_WORK INSTRUCTIONS_
Extend the review of Richard Ford's novel "The Lay of the Land," picking up right after its last sentence.

_SOURCE TEXT_
By BOB HOOVER
Tuesday, November 21, 2006
_ "THE LAY OF THE LAND." By Richard Ford. Knopf. $26.95.
Life is a hard proposition. It takes focus, effort, fancy footwork, false encouragement and a clean shirt. Even then, something pops up to knock you down.
At 55, Frank Bascombe has taken the gut punches of wife-desertion and prostate cancer in less than six months. Then his first wife hints she'd like to try again. It's more than enough to make a guy turn philosophical:
We're not fooled with the label. Bascombe is stuck in his comfortable middle-aged life, smug inside his chinos and Oxford-cloth shirt, content to drift like the sand near his New Jersey home on the coast.
When Sally leaves him for her first husband or his doctor calls from the golf course to suggest he take another "looky-look" at those PSA readings, Bascombe shudders, and then goes on, his Permanent Period back in place.
Readers of Richard Ford know that something's in the wings, ready to kick the supports out from underneath his hero and send him sliding toward disaster, like a big wave knocking down the stilts that hold up the beach houses Bascombe sells.
This is Ford's third, and he says, last Bascombe novel, a series that begin in 1986 with "The Sportswriter," then hit full steam with "Independence Day" 10 years later.
Bascombe, who started out trying to be a novelist, still sees life with the ironic detachment of a writer even while peddling versions of the American dream to eager buyers.
Being alive, or as Bascombe calls it, "the be-ing," is the elusive goal of Ford's most anticipated novel, elusive because its ephemeral qualities escape in the welter of physical details that stretch this book to 485 pages.
Unfolding between Tuesday and Thanksgiving Day, 2000, the novel is a literal accounting of Bascombe's every waking thought, observation and deed.
What's enjoyable about reading "Lay of the Land" is seeing and hearing, through Ford's perception, the look, feel and sound of Americans and their (mostly) tacky communities in the new century as everyone holds their breath waiting to learn the outcome of the Bush-Gore election.
It's Ford's analogy for Bascombe's life on hold _ a middle-class guy at mid-century with unhealed emotional scars he'd rather forget. But with a life that produced three children, one dead at 8, two marriages and a handful of affairs, he can't escape heartache, regret and the occasional tearful breakdown that catches him at odd moments.

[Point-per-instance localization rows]

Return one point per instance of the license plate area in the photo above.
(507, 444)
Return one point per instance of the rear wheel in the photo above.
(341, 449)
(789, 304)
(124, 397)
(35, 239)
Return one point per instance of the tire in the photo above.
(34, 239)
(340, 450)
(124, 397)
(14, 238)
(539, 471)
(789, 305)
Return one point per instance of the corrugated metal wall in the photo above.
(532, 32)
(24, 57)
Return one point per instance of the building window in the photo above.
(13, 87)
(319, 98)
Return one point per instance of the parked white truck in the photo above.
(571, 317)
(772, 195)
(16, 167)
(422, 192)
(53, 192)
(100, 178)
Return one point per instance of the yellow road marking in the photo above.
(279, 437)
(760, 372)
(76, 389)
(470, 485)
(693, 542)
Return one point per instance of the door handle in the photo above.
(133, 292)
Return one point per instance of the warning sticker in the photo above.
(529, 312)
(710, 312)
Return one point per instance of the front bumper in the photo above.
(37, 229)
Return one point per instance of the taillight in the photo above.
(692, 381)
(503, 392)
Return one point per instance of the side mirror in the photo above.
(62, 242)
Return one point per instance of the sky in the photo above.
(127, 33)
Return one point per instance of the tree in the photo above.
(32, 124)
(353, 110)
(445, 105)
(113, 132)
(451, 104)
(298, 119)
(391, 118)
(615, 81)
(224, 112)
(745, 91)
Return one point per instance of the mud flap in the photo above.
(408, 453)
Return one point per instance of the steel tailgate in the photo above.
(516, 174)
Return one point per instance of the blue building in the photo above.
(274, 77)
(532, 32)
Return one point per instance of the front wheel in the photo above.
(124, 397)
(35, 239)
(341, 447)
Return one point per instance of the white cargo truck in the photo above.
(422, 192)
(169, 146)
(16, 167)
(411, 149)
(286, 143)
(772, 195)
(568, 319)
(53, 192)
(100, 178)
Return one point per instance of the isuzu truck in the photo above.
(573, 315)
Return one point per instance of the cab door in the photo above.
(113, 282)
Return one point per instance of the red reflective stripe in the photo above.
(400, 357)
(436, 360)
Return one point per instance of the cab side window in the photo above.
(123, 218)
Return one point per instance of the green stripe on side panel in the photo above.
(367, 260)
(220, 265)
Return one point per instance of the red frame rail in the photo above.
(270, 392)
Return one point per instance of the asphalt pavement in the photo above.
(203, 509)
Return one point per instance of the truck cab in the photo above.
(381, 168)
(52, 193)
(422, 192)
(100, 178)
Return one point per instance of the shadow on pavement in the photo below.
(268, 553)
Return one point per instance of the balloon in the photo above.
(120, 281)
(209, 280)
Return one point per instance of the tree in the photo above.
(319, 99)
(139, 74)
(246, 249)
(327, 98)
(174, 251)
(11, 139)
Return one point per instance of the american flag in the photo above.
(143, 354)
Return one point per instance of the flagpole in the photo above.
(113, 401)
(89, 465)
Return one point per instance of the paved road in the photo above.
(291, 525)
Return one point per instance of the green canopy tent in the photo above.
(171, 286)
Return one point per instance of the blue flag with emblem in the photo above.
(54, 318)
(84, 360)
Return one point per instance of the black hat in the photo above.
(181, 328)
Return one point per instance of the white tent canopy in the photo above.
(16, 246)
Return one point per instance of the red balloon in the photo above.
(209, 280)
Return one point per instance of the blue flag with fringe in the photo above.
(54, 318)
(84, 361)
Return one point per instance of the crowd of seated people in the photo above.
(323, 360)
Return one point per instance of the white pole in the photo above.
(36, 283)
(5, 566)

---

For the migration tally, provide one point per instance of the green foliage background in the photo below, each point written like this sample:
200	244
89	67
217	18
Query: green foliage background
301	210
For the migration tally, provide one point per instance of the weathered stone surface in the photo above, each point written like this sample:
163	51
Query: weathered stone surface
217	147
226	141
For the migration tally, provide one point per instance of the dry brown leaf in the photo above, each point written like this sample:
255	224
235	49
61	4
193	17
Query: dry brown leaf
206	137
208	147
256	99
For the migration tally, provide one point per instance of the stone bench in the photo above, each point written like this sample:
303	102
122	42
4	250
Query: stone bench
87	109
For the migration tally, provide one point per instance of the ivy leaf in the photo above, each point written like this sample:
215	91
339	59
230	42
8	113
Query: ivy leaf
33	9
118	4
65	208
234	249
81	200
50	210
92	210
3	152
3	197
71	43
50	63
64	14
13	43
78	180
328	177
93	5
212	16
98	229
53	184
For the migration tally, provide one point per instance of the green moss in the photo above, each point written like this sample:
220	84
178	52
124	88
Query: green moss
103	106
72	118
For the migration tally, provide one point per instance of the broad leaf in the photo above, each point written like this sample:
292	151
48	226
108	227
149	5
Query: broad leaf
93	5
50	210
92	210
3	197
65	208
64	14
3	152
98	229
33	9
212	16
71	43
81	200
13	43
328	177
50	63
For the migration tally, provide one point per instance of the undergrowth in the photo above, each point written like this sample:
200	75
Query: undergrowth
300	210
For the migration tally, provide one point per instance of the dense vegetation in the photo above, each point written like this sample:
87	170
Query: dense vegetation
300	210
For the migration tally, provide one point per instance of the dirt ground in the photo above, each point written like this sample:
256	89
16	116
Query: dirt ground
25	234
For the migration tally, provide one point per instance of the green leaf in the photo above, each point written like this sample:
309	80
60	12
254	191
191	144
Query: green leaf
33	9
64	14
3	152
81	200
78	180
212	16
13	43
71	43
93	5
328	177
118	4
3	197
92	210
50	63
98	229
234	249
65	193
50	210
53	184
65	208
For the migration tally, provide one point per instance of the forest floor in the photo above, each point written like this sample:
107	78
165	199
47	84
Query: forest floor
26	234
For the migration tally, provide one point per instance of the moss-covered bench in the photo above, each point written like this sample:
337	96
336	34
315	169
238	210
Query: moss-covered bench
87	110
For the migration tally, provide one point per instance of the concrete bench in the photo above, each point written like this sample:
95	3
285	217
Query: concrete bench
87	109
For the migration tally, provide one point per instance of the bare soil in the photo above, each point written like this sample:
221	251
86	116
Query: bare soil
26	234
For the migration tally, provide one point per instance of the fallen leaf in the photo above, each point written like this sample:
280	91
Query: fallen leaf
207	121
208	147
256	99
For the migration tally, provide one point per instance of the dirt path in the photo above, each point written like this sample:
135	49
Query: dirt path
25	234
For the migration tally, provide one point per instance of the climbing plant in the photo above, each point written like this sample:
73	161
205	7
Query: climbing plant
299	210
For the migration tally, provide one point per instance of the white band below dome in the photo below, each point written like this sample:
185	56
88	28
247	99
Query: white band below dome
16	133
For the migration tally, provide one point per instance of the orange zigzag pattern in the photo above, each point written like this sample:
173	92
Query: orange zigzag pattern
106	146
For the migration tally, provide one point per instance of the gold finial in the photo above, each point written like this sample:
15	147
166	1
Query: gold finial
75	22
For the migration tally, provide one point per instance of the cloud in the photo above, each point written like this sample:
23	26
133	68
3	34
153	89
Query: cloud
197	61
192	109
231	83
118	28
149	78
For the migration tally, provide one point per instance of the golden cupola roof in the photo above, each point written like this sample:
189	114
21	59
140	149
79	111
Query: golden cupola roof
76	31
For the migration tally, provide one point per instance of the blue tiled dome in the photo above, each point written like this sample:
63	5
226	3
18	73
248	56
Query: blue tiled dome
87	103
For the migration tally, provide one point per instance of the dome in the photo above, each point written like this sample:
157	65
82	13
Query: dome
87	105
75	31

==

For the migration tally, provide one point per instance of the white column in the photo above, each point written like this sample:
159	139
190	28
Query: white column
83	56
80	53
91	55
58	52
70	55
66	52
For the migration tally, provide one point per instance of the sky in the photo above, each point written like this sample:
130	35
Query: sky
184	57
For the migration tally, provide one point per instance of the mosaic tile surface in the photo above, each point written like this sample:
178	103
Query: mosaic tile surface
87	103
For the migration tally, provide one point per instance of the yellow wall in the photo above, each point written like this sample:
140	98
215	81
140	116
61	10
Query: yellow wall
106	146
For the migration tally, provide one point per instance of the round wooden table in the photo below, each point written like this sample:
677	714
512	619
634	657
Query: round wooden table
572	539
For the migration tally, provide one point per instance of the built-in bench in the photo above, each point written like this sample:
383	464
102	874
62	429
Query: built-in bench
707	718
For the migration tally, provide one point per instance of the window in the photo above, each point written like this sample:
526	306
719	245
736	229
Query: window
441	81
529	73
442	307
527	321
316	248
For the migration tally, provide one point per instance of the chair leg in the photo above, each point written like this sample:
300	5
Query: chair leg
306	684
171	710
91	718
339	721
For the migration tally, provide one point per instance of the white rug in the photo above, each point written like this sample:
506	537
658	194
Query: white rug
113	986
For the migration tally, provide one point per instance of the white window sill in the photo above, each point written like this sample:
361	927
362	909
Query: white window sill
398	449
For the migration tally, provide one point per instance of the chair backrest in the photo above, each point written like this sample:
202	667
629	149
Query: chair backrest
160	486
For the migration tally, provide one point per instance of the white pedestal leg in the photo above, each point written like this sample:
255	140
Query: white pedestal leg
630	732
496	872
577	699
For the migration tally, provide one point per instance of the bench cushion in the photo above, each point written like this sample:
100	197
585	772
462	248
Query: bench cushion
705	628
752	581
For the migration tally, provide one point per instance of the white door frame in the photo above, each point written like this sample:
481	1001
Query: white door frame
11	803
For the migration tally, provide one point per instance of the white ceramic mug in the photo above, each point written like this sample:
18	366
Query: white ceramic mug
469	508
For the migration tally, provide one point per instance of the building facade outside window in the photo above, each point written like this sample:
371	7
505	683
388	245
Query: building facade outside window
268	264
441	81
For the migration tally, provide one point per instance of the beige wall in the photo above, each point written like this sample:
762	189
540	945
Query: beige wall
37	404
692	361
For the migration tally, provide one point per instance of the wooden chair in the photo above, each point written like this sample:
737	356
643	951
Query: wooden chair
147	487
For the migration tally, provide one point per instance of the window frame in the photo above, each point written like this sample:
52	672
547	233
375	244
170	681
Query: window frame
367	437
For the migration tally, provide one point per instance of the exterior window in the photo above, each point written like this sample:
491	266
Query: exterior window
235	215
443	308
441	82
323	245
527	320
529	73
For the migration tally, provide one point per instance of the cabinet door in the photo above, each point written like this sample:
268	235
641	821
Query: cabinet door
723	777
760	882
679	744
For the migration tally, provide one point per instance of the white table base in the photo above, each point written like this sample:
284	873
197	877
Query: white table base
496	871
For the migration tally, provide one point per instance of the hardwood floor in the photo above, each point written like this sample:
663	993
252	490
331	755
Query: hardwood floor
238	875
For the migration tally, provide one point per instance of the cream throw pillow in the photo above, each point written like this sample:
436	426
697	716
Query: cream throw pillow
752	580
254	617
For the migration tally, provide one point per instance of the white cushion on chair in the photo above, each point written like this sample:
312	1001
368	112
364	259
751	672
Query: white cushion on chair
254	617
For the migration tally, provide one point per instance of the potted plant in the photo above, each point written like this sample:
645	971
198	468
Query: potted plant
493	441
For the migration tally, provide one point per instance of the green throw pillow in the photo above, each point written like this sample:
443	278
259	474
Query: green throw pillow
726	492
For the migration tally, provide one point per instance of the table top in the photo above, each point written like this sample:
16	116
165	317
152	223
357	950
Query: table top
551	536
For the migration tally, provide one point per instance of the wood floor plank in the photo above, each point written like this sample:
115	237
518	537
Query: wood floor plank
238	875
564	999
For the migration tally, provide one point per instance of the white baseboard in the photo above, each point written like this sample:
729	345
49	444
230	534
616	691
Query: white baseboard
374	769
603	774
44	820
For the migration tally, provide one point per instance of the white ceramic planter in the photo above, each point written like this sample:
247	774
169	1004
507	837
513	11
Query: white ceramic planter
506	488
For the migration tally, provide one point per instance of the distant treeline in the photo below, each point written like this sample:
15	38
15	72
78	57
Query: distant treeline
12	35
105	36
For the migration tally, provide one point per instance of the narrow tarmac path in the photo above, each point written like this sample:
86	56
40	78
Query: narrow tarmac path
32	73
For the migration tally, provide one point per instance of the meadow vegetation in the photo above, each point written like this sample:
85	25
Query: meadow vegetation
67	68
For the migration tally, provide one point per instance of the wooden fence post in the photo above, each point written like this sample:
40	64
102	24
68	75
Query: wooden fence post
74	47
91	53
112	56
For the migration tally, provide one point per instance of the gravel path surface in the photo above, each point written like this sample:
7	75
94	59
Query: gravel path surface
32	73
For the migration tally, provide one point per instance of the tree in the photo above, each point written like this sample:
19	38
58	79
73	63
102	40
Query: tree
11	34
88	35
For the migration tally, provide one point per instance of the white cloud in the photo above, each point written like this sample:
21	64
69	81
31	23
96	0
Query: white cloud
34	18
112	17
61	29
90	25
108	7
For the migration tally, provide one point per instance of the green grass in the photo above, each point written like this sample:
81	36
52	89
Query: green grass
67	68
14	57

_EXERCISE OUTPUT_
Ford is a novelist of the old school who respects the linear plot approach, the supple, limitless nature of the English language and the basic decency of most people.
He understands that behind the relentless and growing superficiality of American culture are complex, striving and flawed beings who want to do their best, despite things. All of these issues Ford handles largely with craft and sensitivity, but his design for "The Lay of the Land," sound in its concept, becomes garrulous in its writing.
Like a film camera with wide-angle and deep-focus lenses, Ford takes it all in when he should be discarding, narrowing, pausing for breath, giving Bascombe's overworked brain a rest and giving somebody else's voice a hearing.
We need a way to see this worthy creation from the outside occasionally so that we can better place him in his world, to take measure of the man and test his multitude of opinions.
With this novel, Ford stakes his claim as the successor to John Updike and Philip Roth as the best chronicler of American life in the years following the 1950s.
He's more at home with people up and down the social ladder than Updike and more compassionate than Roth. But, this time, Ford let the words and ideas take over his novel and he lost control of his great and sharp imagination.
Maybe there's a need for a fourth Bascombe. As life grows more threatening, complicated and manipulated, we could use a wise voice like Richard Ford to sort things out.